Named-object pointing records:
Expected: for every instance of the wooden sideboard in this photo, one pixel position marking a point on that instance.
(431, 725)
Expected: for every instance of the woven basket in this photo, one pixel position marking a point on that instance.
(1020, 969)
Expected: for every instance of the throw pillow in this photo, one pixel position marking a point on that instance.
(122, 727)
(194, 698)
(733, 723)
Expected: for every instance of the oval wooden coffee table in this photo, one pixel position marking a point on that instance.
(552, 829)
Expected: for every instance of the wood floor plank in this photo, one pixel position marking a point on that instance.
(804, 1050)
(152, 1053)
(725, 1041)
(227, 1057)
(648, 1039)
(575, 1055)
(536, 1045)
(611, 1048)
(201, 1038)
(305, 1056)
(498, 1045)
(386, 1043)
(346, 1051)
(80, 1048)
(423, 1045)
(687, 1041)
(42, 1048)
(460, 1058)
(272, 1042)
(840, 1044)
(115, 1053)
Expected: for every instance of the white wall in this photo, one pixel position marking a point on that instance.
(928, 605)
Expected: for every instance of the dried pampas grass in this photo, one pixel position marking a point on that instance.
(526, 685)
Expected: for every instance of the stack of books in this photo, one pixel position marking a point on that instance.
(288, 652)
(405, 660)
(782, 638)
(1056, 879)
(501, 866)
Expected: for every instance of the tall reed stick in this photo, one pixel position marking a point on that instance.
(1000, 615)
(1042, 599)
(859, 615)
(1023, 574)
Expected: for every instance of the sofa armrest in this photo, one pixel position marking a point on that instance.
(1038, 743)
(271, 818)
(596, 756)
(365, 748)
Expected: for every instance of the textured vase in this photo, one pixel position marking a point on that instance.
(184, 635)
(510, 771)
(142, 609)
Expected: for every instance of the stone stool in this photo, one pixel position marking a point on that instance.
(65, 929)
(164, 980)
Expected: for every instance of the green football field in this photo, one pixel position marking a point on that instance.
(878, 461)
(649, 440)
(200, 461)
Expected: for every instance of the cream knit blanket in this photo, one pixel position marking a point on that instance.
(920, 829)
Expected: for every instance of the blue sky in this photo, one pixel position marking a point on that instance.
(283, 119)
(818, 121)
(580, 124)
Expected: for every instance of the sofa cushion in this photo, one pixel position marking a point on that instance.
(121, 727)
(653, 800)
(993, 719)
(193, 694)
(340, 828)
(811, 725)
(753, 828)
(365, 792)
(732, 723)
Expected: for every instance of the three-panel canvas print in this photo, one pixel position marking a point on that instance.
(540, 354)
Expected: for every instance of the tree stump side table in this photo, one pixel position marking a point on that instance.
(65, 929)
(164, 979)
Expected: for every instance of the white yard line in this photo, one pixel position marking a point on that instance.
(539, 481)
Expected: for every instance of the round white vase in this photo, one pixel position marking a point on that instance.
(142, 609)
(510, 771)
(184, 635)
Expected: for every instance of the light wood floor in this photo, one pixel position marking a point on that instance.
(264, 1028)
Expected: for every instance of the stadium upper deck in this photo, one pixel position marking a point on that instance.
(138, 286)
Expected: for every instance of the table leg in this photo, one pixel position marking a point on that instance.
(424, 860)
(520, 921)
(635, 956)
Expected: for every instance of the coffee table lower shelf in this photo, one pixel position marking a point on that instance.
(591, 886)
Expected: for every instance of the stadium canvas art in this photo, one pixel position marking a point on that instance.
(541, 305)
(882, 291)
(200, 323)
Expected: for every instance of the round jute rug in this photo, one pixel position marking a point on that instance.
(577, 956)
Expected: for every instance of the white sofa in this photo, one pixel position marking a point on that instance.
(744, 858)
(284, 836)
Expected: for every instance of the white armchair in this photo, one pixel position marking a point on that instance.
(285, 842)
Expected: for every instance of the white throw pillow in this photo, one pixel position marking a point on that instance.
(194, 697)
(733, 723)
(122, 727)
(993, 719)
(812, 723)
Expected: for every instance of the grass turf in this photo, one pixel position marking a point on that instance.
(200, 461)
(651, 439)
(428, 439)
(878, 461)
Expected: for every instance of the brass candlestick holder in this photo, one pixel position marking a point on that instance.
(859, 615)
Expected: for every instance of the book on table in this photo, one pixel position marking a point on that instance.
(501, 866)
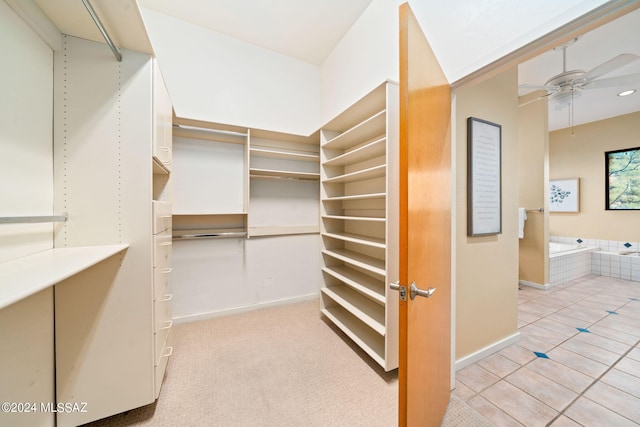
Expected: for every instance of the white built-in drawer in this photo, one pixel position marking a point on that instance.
(161, 363)
(162, 249)
(161, 280)
(161, 216)
(161, 344)
(162, 312)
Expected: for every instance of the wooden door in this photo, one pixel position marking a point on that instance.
(425, 229)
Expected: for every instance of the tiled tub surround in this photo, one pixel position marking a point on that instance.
(577, 363)
(611, 264)
(601, 257)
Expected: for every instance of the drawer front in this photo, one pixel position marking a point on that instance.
(161, 364)
(160, 339)
(161, 217)
(162, 249)
(161, 280)
(162, 312)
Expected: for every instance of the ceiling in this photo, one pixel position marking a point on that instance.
(301, 29)
(466, 35)
(619, 36)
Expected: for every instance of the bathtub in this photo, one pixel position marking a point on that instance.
(560, 249)
(568, 262)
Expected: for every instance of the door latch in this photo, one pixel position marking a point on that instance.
(414, 291)
(397, 287)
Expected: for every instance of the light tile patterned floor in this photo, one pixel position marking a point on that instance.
(577, 363)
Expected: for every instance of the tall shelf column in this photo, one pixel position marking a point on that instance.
(359, 226)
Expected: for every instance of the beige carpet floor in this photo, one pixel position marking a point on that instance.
(280, 366)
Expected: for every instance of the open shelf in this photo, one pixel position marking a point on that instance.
(357, 238)
(23, 277)
(365, 262)
(355, 197)
(366, 130)
(373, 149)
(367, 311)
(354, 218)
(367, 339)
(281, 154)
(360, 221)
(269, 173)
(361, 175)
(366, 285)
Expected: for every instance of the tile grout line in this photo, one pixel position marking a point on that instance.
(613, 365)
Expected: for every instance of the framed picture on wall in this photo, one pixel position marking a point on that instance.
(564, 195)
(622, 174)
(484, 177)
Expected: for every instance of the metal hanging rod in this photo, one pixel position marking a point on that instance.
(33, 219)
(102, 30)
(283, 178)
(212, 235)
(211, 130)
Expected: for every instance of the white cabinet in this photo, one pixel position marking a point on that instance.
(359, 209)
(112, 163)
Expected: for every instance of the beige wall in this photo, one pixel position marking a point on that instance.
(583, 156)
(487, 267)
(533, 162)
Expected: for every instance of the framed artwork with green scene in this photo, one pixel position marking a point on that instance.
(622, 175)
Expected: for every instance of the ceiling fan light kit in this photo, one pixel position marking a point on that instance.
(627, 92)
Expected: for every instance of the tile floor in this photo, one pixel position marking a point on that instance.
(577, 362)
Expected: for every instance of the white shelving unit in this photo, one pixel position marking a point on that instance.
(359, 227)
(284, 172)
(112, 173)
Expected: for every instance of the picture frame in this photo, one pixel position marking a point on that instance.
(484, 177)
(622, 179)
(564, 195)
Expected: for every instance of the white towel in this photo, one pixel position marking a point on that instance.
(522, 216)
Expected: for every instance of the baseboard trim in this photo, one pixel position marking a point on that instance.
(244, 309)
(535, 285)
(487, 351)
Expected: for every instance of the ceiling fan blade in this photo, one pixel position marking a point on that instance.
(611, 65)
(543, 87)
(629, 79)
(534, 100)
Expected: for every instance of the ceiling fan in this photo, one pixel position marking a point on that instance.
(563, 88)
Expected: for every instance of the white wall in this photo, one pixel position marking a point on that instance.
(26, 188)
(216, 78)
(26, 127)
(365, 57)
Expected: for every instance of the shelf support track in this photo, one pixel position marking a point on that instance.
(33, 219)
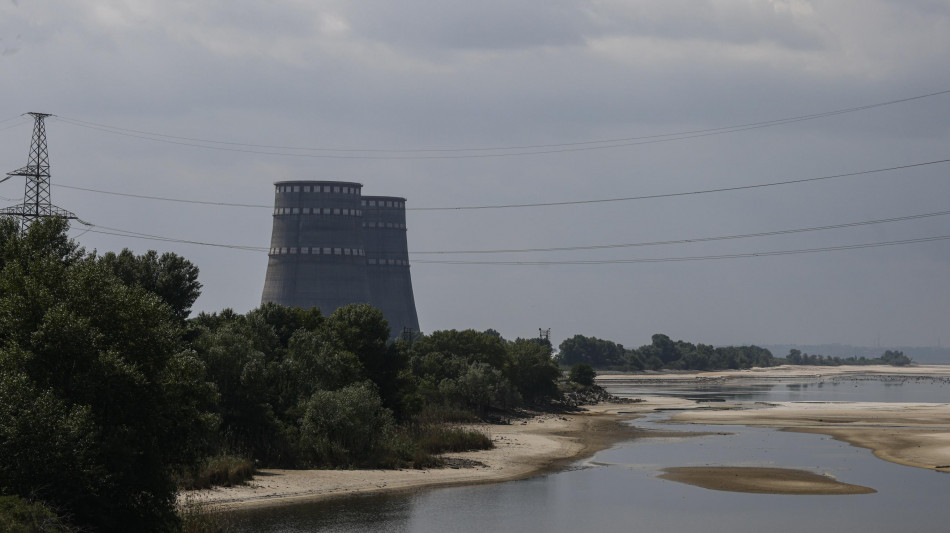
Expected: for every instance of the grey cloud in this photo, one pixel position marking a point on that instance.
(465, 25)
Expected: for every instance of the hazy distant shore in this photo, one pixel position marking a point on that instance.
(916, 434)
(525, 448)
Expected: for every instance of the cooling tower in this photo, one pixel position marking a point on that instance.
(332, 247)
(317, 257)
(387, 261)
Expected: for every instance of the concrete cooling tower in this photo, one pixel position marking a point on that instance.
(332, 247)
(387, 261)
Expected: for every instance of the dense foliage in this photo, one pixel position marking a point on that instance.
(889, 357)
(662, 353)
(111, 398)
(100, 397)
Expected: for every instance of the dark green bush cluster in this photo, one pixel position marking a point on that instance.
(582, 374)
(889, 357)
(219, 470)
(662, 353)
(20, 516)
(111, 399)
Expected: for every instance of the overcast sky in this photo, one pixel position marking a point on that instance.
(451, 75)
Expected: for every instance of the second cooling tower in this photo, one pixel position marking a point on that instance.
(387, 261)
(332, 247)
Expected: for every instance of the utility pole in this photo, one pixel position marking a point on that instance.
(544, 335)
(36, 198)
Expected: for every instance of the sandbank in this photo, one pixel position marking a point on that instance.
(912, 434)
(784, 372)
(759, 480)
(524, 448)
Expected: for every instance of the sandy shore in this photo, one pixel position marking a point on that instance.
(912, 434)
(522, 449)
(909, 434)
(784, 372)
(759, 480)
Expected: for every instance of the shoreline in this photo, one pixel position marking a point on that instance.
(542, 444)
(910, 434)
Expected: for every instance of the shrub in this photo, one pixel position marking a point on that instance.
(222, 470)
(583, 374)
(20, 516)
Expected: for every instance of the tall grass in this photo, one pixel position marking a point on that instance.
(221, 470)
(198, 518)
(441, 439)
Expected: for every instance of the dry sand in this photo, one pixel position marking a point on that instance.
(760, 480)
(909, 434)
(522, 449)
(912, 434)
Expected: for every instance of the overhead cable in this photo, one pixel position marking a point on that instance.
(148, 236)
(689, 241)
(536, 204)
(458, 153)
(693, 258)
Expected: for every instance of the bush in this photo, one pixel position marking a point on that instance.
(20, 516)
(441, 439)
(223, 471)
(583, 374)
(347, 427)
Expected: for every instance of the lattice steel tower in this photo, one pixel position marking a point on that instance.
(36, 202)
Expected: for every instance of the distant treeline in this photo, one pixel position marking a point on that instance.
(924, 355)
(889, 357)
(664, 353)
(110, 396)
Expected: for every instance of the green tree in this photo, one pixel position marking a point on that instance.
(102, 360)
(531, 370)
(591, 350)
(582, 374)
(173, 278)
(345, 427)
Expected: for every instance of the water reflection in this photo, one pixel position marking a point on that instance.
(618, 490)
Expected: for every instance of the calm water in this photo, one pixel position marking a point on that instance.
(617, 490)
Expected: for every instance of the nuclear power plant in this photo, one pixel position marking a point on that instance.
(331, 246)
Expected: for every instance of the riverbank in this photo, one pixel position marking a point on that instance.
(524, 448)
(911, 434)
(784, 372)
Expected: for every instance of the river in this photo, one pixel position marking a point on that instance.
(617, 489)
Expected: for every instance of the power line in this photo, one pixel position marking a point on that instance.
(538, 204)
(161, 198)
(457, 153)
(693, 258)
(672, 195)
(690, 241)
(148, 236)
(17, 125)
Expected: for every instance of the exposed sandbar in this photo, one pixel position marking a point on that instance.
(912, 434)
(761, 480)
(527, 448)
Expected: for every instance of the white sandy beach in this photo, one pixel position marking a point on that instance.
(912, 434)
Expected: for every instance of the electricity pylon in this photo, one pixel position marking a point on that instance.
(36, 203)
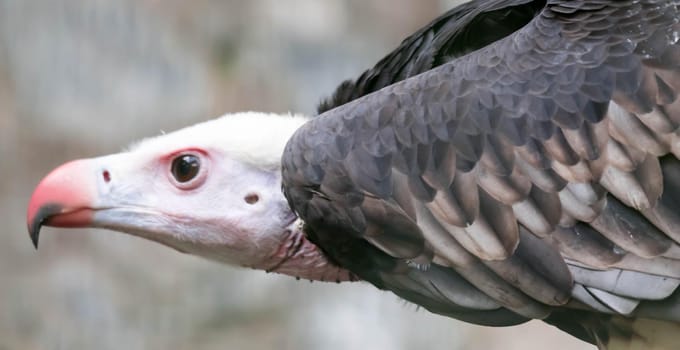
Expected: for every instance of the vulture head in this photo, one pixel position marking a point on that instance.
(212, 190)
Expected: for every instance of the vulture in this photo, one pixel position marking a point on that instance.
(512, 160)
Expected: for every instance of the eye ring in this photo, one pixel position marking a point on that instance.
(188, 170)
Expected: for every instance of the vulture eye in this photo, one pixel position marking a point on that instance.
(185, 167)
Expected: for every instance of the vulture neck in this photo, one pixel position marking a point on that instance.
(298, 257)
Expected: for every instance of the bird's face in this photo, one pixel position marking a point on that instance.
(185, 190)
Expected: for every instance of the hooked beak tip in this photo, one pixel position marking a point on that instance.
(40, 217)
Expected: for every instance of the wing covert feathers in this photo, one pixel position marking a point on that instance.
(539, 172)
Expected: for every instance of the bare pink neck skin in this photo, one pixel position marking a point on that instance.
(300, 258)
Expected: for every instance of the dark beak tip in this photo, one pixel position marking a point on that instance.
(41, 216)
(34, 233)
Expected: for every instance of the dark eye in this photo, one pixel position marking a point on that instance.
(185, 167)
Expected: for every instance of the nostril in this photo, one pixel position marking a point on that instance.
(107, 176)
(251, 198)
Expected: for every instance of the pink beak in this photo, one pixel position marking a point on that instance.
(64, 198)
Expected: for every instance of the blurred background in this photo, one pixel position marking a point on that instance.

**EXERCISE GOAL**
Give back exactly the lines beginning at the one with "Expected: for every instance of the vulture head" and ending at the final line of the material; both boundary lines belong in it.

**ANSWER TO THE TASK**
Expected: for every instance of the vulture head in this photo, one pixel position marking a point on that instance.
(212, 190)
Expected: for every instance of the vulture in this photo, one pixel position marking a point on that instance.
(512, 160)
Expected: for every instance of the eye ring in this photo, one pixel position marking a point on that instance.
(188, 170)
Expected: for every instance of the vulture eye in this photo, one pixel position marking a point on that instance.
(185, 167)
Expected: for every instance of the vulture neck in this photo, one pixel position marking a point on that instance.
(298, 257)
Expected: for every instance of the bird's face in this photo, one pixel position marking a point on that instance.
(185, 190)
Expected: for every instance of the hooked beak tip in this photo, one pixel position marking a point on that instance.
(40, 217)
Expected: for every instance of the wing covert feathers in this photo, one pixel position marking a point on that instance.
(539, 172)
Expected: for every instance of the bare pink neck skin in this photo, one pixel position marking a point on that instance.
(300, 258)
Expected: for every instance of the dark beak tip in this photo, one pixel position marking a point on that instance.
(41, 216)
(34, 233)
Expected: for every instance of the dark eye in this photo, one pixel position marking a point on that instance.
(185, 167)
Expected: for every instance of the nostril in this photo, one pixel position marking a point on that instance.
(107, 176)
(251, 198)
Expected: for every instance of the pink beak in this photo, one pixel position marking a point on that instance.
(64, 198)
Expected: for every instance of the blurred background in this photo, one pixel position marking a point on that instance.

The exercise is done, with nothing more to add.